## WORK REQUIRED
The copy you give must match the lines from the top of the data through the line containing "box: [285, 16, 298, 41]" exactly, and it must hold no pictures.
-.-.-
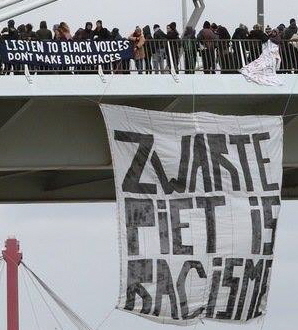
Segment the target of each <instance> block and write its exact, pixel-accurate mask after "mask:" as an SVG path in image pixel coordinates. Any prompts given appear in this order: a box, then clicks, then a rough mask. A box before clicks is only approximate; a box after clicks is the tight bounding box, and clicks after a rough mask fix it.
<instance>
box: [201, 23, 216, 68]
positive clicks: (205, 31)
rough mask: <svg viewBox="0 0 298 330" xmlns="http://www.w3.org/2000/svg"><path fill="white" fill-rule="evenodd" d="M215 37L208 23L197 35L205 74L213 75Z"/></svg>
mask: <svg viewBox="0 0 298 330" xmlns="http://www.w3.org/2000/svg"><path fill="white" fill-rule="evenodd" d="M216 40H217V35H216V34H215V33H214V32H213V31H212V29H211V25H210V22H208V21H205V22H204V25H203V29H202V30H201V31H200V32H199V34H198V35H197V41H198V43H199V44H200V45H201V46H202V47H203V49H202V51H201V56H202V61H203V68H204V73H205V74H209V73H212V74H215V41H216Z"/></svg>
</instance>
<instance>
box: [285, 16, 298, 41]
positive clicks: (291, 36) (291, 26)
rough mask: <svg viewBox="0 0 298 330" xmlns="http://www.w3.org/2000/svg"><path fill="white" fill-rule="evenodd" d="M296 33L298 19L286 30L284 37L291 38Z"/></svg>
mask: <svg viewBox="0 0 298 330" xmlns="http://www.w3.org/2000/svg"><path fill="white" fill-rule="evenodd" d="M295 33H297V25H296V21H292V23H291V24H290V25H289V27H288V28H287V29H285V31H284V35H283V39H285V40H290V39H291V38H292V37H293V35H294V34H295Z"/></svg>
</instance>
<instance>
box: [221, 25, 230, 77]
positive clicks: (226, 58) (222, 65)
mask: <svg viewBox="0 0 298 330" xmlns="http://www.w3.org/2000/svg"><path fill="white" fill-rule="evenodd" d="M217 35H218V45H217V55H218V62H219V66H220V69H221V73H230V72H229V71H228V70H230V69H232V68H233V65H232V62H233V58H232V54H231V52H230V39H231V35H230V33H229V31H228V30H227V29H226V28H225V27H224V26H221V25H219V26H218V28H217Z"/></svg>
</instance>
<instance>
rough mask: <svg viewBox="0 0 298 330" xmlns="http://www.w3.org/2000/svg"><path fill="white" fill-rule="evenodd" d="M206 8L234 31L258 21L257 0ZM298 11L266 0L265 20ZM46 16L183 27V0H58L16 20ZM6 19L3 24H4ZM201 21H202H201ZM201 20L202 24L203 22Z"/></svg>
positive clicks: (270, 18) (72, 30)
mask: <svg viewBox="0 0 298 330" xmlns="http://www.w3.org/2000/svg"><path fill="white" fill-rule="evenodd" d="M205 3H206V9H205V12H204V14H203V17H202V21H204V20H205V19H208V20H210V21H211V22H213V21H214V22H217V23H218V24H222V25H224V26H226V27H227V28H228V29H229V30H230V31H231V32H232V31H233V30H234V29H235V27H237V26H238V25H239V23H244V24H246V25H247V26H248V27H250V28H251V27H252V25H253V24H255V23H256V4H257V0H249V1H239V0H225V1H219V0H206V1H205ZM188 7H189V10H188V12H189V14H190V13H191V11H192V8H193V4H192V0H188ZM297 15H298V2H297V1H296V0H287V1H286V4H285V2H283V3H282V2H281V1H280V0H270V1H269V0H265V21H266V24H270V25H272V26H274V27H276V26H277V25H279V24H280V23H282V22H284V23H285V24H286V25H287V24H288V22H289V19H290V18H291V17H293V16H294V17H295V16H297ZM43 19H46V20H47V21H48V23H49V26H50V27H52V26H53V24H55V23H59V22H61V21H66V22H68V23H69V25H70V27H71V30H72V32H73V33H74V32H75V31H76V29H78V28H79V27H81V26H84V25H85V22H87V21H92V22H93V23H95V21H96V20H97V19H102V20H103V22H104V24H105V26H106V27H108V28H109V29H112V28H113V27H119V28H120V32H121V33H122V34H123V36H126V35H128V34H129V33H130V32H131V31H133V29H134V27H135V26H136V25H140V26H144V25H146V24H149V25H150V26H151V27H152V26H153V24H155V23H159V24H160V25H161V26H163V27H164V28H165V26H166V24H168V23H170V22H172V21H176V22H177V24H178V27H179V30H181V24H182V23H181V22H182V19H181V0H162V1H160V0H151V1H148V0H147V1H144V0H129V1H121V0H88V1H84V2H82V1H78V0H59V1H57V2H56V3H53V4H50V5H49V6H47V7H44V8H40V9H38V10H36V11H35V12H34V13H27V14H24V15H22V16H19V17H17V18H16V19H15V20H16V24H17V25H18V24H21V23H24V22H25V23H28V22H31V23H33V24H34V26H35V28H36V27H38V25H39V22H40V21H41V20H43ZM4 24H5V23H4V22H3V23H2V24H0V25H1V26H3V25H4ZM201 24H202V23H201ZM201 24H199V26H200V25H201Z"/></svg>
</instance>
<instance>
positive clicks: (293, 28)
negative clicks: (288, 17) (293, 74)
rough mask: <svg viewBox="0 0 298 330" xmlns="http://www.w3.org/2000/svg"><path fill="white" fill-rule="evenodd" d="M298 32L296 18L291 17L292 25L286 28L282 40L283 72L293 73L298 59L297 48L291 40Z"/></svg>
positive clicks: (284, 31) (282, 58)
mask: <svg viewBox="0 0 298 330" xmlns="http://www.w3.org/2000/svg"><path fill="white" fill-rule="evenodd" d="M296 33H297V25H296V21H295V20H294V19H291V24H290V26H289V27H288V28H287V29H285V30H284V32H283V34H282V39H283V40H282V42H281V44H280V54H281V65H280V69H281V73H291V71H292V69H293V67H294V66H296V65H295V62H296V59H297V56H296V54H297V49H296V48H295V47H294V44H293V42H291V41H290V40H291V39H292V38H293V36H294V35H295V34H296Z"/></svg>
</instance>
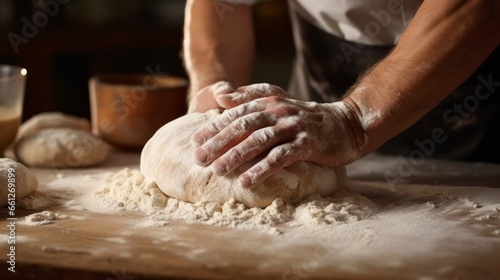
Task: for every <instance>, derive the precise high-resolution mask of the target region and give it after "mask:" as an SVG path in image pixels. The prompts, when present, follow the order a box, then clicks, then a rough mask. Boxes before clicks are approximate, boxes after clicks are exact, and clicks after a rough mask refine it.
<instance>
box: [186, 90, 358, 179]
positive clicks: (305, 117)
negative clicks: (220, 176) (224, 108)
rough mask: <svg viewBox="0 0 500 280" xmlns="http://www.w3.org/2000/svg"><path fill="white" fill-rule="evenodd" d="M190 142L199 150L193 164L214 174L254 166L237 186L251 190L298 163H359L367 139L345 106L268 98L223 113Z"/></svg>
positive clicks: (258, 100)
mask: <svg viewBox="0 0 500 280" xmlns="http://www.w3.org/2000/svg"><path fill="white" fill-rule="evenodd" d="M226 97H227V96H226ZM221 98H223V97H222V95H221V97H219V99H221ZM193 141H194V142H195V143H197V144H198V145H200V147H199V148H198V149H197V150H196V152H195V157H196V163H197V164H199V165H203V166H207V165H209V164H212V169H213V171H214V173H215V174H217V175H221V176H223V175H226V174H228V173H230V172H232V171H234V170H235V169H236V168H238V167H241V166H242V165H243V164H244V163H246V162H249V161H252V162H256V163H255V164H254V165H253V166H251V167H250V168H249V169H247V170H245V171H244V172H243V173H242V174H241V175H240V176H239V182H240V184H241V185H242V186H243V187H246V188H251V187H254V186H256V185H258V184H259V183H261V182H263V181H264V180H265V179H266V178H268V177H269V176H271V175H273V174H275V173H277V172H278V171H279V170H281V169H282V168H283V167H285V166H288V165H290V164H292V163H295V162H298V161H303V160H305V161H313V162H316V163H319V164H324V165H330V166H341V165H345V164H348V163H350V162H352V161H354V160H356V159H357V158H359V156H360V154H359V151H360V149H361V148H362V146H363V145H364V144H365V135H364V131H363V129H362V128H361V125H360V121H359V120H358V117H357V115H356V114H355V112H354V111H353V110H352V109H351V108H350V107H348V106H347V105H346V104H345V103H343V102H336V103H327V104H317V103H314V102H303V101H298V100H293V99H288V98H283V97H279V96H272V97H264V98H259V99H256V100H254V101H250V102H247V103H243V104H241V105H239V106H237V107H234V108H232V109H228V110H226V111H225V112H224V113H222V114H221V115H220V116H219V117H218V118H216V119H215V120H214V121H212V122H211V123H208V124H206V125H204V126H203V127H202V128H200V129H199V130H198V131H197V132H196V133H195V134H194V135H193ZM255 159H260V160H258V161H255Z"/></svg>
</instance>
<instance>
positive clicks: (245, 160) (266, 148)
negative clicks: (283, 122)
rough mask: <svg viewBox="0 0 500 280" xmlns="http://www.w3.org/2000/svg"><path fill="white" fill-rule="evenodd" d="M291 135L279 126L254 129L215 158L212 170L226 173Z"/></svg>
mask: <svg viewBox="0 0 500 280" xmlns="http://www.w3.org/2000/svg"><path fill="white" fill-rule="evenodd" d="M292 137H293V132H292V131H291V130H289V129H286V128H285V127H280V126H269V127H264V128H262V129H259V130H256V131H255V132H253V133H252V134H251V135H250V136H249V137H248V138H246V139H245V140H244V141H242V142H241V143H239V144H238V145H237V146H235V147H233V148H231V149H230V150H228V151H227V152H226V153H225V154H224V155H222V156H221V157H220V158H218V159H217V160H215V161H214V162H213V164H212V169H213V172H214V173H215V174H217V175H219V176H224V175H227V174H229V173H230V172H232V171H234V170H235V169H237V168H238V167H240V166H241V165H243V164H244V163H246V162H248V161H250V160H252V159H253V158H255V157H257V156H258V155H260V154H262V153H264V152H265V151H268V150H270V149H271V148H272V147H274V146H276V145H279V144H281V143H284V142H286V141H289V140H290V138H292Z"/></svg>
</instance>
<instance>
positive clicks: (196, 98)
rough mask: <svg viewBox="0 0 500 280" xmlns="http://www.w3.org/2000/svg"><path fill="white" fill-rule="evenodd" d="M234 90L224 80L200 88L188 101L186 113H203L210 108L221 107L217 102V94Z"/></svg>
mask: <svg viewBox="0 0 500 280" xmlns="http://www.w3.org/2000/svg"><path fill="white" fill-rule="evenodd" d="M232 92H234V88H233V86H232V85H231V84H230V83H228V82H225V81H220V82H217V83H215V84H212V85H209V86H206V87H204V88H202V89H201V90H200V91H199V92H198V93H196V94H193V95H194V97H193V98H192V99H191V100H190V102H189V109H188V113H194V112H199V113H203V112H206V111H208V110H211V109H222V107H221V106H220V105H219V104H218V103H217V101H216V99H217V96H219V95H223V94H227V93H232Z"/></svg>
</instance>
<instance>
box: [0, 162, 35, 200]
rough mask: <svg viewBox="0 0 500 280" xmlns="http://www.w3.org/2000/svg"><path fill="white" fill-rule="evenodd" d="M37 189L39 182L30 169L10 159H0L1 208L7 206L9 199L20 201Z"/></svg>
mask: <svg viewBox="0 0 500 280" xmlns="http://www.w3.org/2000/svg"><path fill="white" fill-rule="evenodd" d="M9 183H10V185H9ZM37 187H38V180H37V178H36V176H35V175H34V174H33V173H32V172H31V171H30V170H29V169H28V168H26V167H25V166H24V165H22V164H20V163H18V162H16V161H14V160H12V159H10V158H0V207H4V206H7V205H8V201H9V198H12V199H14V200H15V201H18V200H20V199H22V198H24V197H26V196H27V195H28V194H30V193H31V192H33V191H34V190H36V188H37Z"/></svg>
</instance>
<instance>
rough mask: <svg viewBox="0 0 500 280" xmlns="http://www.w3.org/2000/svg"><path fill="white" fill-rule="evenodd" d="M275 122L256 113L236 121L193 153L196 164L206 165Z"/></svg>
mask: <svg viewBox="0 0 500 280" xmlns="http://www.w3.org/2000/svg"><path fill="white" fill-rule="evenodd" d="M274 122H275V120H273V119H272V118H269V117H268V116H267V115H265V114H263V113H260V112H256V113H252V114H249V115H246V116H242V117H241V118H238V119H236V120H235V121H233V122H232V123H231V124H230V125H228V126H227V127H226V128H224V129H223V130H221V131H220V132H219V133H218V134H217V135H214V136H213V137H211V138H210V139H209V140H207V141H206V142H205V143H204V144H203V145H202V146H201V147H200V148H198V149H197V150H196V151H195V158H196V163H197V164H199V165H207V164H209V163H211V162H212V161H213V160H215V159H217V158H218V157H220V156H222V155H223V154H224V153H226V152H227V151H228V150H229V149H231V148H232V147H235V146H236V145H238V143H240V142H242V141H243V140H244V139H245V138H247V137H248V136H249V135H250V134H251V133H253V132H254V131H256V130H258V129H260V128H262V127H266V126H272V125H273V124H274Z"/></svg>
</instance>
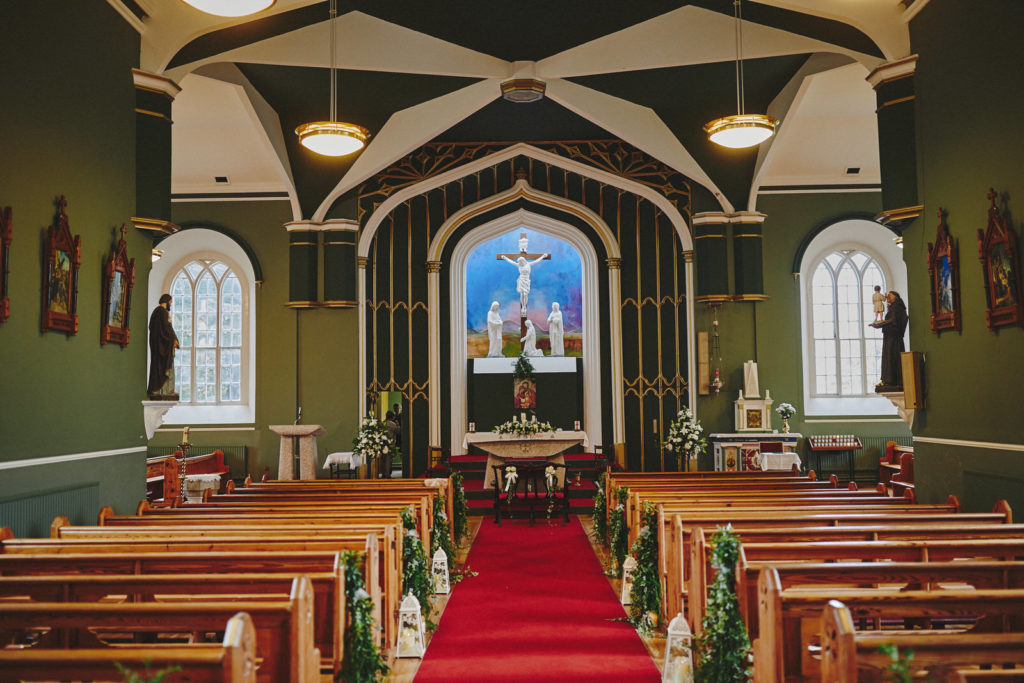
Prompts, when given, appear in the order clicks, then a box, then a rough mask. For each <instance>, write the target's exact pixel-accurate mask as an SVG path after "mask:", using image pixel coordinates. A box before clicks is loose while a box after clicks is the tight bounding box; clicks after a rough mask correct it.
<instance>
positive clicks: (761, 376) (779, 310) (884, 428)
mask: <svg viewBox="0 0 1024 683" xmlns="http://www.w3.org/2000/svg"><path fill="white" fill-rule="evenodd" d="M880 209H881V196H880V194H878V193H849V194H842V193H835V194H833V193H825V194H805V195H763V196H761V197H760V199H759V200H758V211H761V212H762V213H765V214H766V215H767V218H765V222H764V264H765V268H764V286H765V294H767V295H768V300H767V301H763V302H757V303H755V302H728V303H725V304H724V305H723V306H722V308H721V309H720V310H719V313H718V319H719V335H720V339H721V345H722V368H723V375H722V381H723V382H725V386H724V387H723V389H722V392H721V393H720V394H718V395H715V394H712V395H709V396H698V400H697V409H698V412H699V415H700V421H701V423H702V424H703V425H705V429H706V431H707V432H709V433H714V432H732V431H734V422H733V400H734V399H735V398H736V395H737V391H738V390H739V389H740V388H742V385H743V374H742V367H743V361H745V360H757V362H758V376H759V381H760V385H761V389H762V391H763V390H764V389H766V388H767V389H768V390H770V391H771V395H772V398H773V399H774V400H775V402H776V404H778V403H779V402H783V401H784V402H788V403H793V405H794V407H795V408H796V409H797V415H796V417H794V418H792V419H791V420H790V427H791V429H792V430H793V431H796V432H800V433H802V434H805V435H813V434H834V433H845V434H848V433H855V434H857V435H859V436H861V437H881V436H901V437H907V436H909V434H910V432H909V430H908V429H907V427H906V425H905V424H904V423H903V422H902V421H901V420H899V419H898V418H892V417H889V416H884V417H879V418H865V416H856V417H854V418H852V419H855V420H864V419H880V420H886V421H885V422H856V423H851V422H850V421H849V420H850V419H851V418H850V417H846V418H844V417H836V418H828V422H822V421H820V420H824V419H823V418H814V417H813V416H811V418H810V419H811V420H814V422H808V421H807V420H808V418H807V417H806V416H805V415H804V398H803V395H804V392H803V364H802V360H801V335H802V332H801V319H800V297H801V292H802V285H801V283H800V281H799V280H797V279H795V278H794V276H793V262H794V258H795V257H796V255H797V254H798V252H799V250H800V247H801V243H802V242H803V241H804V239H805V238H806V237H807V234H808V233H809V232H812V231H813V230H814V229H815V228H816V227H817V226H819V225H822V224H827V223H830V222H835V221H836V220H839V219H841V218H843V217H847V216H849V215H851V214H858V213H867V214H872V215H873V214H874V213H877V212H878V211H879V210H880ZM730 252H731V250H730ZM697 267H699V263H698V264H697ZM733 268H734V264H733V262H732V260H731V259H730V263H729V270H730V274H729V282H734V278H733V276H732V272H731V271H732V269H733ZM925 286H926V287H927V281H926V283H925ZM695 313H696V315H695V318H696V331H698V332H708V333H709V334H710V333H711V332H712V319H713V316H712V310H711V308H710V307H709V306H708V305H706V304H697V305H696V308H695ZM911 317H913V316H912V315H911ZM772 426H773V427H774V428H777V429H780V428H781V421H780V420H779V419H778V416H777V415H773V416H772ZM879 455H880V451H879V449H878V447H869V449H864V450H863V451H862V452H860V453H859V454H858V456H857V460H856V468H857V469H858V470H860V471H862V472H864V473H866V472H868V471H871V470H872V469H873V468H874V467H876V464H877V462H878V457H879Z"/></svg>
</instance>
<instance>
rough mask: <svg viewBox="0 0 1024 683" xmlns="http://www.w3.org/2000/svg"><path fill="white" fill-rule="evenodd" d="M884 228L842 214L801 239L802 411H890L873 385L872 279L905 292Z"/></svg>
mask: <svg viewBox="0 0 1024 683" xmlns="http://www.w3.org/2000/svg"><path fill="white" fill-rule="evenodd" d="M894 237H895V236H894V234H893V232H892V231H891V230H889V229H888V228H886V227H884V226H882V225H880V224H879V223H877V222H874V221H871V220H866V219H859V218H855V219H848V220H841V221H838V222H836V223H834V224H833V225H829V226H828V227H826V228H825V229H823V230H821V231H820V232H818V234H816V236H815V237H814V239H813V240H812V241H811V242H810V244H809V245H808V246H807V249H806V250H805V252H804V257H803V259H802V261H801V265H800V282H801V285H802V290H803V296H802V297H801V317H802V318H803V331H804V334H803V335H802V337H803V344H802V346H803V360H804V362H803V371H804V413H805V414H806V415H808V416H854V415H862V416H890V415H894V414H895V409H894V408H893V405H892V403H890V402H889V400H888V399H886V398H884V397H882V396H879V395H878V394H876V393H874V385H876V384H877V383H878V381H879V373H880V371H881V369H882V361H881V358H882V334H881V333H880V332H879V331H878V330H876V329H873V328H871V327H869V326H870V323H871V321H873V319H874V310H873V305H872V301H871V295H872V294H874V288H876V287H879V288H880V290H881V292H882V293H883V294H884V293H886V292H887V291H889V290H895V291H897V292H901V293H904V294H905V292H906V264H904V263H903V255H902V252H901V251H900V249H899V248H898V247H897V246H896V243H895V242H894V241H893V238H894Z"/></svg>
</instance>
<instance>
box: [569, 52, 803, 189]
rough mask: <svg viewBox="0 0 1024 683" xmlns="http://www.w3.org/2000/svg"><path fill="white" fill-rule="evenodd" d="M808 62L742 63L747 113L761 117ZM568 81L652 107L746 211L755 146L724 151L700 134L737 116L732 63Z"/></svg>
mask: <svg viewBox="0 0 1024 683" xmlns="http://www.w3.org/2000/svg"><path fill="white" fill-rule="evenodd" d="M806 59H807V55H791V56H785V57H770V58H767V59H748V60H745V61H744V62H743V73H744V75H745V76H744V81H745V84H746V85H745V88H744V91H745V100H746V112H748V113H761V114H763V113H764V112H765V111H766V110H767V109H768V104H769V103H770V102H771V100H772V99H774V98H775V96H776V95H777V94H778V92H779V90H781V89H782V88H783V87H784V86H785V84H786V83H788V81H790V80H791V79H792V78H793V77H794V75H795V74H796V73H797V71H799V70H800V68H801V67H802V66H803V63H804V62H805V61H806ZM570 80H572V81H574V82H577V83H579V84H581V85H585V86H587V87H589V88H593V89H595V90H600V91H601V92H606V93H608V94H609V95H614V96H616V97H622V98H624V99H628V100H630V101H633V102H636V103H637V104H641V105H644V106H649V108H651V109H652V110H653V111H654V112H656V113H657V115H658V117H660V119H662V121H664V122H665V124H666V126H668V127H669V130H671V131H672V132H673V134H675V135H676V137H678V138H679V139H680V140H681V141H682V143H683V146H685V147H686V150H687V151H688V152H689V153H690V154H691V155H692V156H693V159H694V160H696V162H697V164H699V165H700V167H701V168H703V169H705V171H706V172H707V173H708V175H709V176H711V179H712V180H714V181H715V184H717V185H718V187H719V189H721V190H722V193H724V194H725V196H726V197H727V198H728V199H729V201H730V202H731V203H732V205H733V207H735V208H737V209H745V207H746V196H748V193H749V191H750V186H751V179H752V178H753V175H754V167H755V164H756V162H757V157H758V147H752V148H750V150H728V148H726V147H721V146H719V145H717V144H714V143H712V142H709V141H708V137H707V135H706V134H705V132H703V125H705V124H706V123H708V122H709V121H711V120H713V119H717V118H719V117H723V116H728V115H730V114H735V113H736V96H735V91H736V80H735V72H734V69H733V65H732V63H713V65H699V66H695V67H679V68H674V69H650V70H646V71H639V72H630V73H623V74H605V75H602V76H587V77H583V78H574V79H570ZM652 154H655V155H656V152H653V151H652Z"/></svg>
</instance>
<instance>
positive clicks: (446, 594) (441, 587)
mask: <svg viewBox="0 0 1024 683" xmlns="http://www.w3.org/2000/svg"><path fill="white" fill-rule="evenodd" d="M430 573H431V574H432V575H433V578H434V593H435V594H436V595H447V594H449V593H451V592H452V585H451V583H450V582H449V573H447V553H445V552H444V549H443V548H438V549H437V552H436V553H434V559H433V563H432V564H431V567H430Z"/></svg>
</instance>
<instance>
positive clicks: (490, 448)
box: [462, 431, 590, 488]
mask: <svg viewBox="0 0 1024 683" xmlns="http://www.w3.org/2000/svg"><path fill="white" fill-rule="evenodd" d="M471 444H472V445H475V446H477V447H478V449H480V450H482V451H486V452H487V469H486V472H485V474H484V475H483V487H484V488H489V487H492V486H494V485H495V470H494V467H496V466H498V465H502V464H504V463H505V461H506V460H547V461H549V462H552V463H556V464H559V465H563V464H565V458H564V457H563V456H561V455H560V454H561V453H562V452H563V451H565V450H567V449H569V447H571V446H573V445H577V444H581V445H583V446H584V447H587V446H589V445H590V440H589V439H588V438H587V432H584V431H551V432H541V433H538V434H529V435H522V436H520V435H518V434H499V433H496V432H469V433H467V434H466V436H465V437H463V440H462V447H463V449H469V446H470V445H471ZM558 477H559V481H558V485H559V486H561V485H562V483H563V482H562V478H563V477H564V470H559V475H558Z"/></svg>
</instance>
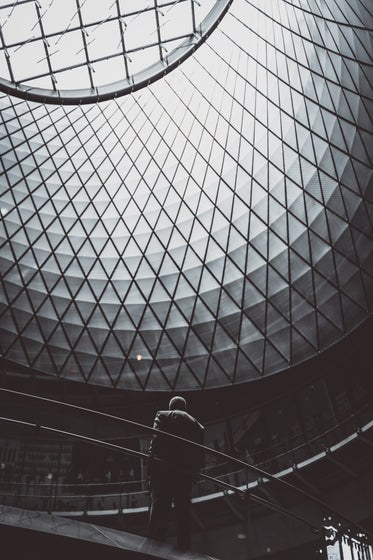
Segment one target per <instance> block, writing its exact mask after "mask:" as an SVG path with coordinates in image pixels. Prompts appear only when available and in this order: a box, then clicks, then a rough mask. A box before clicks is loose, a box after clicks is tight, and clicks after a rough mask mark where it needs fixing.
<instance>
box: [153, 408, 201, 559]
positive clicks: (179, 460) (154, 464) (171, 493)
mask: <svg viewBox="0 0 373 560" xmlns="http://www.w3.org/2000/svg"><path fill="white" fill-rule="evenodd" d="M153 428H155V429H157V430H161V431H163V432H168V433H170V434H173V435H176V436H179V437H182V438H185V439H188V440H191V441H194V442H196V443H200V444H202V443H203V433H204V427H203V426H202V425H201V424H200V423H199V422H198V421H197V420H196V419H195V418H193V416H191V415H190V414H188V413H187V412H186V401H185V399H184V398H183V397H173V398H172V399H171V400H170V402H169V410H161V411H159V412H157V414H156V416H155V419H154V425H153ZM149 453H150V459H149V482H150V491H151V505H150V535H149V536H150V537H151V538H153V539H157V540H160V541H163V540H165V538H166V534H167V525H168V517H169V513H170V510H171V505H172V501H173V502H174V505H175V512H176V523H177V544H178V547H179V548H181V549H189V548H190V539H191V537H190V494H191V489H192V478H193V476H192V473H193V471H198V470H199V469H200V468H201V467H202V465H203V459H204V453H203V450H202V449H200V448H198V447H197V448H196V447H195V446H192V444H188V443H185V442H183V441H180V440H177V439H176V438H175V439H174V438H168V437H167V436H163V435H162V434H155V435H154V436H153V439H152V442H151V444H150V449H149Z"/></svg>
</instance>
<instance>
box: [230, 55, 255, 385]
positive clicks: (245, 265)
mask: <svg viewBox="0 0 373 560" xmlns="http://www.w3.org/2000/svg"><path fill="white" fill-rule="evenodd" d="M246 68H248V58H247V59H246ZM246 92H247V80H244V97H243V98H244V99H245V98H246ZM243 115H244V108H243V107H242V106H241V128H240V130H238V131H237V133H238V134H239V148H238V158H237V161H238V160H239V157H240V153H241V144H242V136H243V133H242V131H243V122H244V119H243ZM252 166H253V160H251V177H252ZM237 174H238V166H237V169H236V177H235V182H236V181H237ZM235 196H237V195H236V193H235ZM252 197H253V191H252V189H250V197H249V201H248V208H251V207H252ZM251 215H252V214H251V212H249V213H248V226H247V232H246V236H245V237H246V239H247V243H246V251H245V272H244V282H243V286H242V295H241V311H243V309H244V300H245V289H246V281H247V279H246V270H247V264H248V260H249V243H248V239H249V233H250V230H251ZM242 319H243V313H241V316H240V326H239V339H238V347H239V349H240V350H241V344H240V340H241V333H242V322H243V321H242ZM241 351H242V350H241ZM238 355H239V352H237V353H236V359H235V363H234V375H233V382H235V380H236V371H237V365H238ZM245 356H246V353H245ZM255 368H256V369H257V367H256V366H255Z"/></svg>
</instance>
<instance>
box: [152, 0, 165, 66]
-.-.-
## ANSWER SPACE
Segment the target of each <instance> block and write its exact, pixel-accurate mask after "mask:" as an SVG path in image pixel coordinates. Any prompts given appear in this order: a box, then clicks, then a rough mask. A box before clicks is only approximate; a box after clicks is the tight bounding box, and clicks after a rough mask fix it.
<instance>
box: [201, 23, 216, 68]
positive clicks: (205, 31)
rough mask: <svg viewBox="0 0 298 330" xmlns="http://www.w3.org/2000/svg"><path fill="white" fill-rule="evenodd" d="M215 37L208 23L197 35L205 74L213 75Z"/></svg>
mask: <svg viewBox="0 0 298 330" xmlns="http://www.w3.org/2000/svg"><path fill="white" fill-rule="evenodd" d="M216 40H217V35H216V34H215V33H214V32H213V31H212V29H211V25H210V22H208V21H205V22H204V25H203V29H202V30H201V31H200V32H199V34H198V35H197V41H198V43H199V44H200V45H201V46H202V47H203V49H202V51H201V56H202V61H203V68H204V73H205V74H209V73H212V74H215V41H216Z"/></svg>
</instance>
<instance>
box: [285, 16, 298, 41]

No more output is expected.